Goal of the exercise
When you reach the records below, output each one exactly.

:: Records provided ::

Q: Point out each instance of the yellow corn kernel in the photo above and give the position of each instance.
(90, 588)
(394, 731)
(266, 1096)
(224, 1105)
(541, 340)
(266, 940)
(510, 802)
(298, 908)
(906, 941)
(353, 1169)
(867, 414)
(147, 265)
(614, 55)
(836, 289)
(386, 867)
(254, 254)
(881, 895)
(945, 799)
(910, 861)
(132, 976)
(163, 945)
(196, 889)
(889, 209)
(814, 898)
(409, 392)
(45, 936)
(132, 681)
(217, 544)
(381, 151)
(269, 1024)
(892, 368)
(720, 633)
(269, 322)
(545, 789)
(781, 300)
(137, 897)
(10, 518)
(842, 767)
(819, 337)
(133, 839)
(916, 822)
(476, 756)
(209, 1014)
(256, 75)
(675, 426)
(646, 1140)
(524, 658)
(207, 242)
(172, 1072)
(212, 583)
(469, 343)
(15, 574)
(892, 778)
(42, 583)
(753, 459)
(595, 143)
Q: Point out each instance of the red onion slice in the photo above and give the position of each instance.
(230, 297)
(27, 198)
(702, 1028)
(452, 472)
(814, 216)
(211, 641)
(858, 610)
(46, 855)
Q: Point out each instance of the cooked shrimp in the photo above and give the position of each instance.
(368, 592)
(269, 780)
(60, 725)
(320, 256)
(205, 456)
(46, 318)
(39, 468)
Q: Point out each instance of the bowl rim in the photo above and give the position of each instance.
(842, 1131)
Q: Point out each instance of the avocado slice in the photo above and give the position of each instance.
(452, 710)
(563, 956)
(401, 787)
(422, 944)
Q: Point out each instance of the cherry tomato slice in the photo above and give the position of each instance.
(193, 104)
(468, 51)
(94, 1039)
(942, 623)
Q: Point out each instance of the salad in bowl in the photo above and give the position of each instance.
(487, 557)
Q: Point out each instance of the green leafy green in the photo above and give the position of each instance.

:::

Task answer
Q: Point out each instance of the yellow corn kernel in the photo above and give the position of each instance.
(90, 588)
(394, 731)
(266, 1096)
(224, 1105)
(541, 340)
(266, 940)
(510, 802)
(298, 908)
(906, 941)
(353, 1169)
(867, 414)
(147, 265)
(614, 55)
(836, 289)
(386, 867)
(254, 254)
(881, 895)
(945, 799)
(910, 861)
(132, 976)
(163, 945)
(196, 889)
(889, 209)
(814, 898)
(409, 392)
(45, 936)
(132, 681)
(217, 544)
(381, 151)
(269, 1024)
(892, 368)
(720, 633)
(269, 322)
(545, 789)
(781, 300)
(137, 897)
(10, 518)
(842, 767)
(819, 337)
(133, 839)
(916, 822)
(476, 756)
(209, 1014)
(256, 75)
(675, 426)
(646, 1140)
(524, 658)
(207, 242)
(172, 1072)
(212, 583)
(469, 343)
(15, 574)
(892, 778)
(42, 583)
(753, 459)
(595, 143)
Q: Point out each instance of the red onion slice in the photo above and give the position of each instance.
(230, 297)
(27, 198)
(702, 1028)
(452, 472)
(814, 216)
(211, 641)
(858, 610)
(46, 855)
Q: Point out each instance of the cooked shrimp in the photo above and give the position of each instance.
(368, 592)
(269, 780)
(60, 725)
(320, 256)
(205, 456)
(46, 318)
(39, 468)
Q: Point out each instance of the bowl rim in the photo above and give the position of each instance.
(842, 1131)
Q: Point out each instance of the avocado slice in the photo above and give the position of each instance.
(452, 710)
(563, 956)
(401, 787)
(422, 944)
Q: Point out each instance of the cherry tomato slice in the photo above and give the position of each instance.
(193, 104)
(468, 51)
(94, 1039)
(942, 623)
Q: Point out each instance of the salad in bowl in the photo above and give the position of each instance.
(487, 557)
Q: Point out each instance of the green leafy green in the photo above and give the position of each instance.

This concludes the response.